INFORMATION SHOWN »
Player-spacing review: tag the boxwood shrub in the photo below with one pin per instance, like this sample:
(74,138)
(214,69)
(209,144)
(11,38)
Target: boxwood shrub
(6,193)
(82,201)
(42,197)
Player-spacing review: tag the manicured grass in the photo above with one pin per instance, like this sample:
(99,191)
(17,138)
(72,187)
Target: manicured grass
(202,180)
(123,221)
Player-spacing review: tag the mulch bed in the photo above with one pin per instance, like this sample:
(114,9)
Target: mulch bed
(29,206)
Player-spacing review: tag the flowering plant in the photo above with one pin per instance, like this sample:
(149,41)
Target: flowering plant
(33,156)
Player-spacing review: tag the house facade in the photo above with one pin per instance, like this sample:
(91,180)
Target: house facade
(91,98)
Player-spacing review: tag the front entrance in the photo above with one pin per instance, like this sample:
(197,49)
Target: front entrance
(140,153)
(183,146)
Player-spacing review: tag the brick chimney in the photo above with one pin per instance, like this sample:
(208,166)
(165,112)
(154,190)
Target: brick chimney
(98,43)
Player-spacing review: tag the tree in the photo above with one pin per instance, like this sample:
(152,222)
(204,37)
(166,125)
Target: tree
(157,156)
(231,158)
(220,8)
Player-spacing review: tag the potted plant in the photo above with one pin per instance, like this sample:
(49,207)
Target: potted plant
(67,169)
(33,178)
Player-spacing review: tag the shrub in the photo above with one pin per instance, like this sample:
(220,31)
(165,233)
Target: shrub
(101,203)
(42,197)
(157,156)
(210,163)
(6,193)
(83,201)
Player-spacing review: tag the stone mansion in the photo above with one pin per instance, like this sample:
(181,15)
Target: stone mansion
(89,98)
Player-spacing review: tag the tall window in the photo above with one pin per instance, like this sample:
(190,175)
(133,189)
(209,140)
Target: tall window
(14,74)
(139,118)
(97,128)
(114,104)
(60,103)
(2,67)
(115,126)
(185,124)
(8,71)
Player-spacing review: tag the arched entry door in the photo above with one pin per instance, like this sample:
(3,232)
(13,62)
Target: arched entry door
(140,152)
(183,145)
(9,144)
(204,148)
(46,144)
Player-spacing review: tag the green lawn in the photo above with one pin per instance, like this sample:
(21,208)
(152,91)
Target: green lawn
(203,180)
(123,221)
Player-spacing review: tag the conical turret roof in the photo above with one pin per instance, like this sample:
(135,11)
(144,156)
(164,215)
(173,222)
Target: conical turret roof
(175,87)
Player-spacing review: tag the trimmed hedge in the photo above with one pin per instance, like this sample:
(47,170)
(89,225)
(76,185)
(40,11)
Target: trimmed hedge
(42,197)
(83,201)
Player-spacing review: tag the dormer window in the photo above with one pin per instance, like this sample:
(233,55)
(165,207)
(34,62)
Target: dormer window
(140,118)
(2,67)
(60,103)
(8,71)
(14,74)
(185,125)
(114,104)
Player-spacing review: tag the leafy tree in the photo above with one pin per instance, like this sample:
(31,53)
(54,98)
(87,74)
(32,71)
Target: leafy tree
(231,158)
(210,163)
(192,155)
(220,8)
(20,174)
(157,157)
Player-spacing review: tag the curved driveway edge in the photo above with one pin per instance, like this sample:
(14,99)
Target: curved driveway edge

PROBLEM DESCRIPTION » Reproduce all of the data above line for line, changing nothing.

RESULT OF THE TASK »
Player-spacing review: tag the boxwood shrub in the photo below with one pin per instance, like this sample:
(74,138)
(214,69)
(209,144)
(11,38)
Target: boxwood shrub
(6,193)
(82,201)
(42,197)
Player-spacing review: tag the manicured grass in the photo above with one pin per instance, like this sample:
(99,191)
(17,138)
(72,187)
Target: manicured grass
(202,180)
(123,221)
Player-spacing review: tag the mulch bed in the photo above with one pin per instance, like this sample:
(114,9)
Target: mulch bed
(29,206)
Player-spacing review: tag the flowering plant in the photo above with one pin per instance, like this sample:
(149,41)
Target: flowering plant
(33,156)
Player-spacing review: tag the house facade in the photo above with one pin per instance, like this sample:
(91,180)
Target: house facade
(91,98)
Player-spacing review: tag the front entrance in the photo above with one pin per instance, like this sample:
(197,49)
Target: front entrance
(140,153)
(183,146)
Player-spacing review: tag the brick chimney in the photo above with one pin per instance, like this sample:
(208,166)
(165,112)
(154,190)
Target: brick chimney
(98,43)
Player-spacing review: tag the tree in the photo above with one pin per instance, like this sample:
(152,222)
(204,37)
(166,125)
Target: tree
(157,156)
(231,158)
(220,8)
Player-spacing review: tag the potted plant in the photo above with one pin per instance, like this sample:
(49,207)
Target: potted plant
(67,169)
(33,178)
Player-spacing review: tag the shrub in the photo above with one pin per instance, like this sample:
(220,31)
(165,233)
Target: shrub
(101,203)
(42,197)
(157,156)
(210,163)
(6,193)
(83,201)
Player-spacing review: tag the stone mansion in the photo above with one pin per instance, like this sample:
(181,15)
Target: stone mansion
(89,98)
Player-spacing review: tag the tall window in the photo above with one pin per instance, like this sample:
(190,175)
(133,189)
(209,140)
Target: tall window
(14,74)
(139,118)
(97,128)
(114,104)
(60,103)
(2,67)
(115,126)
(185,124)
(8,71)
Player-spacing review: tag the arched entry door in the photo above with one pin per instance, like this sample:
(3,232)
(13,62)
Target: arched entry door
(140,152)
(183,145)
(9,144)
(204,148)
(46,144)
Player-spacing review: tag the green lawn in the photo above with one pin per instance, like this sample:
(21,208)
(152,91)
Target: green lawn
(203,180)
(123,221)
Player-spacing review: tag the conical turret roof in the photo above with one pin per instance, like this sample:
(135,11)
(144,156)
(164,215)
(173,222)
Target: conical turret roof
(175,87)
Player-spacing review: tag the trimmed hedge in the photo above with one pin per instance, like this sample:
(47,170)
(89,225)
(76,185)
(40,11)
Target: trimmed hedge
(42,197)
(83,201)
Player-spacing review: tag the dormer window in the photo above with one pin per instance, like this sample:
(233,55)
(165,207)
(34,62)
Target: dormer window
(140,118)
(2,67)
(60,103)
(8,71)
(14,74)
(185,125)
(114,104)
Player-spacing review: tag the leafy tree in the photo above with one pin per instance, like this sample:
(31,53)
(54,98)
(87,74)
(32,71)
Target: leafy tree
(231,158)
(210,163)
(192,155)
(220,8)
(20,174)
(157,157)
Player-spacing review: tag the curved driveway edge in the photo above with one pin per instance, like this sample:
(14,99)
Target: curved driveway edge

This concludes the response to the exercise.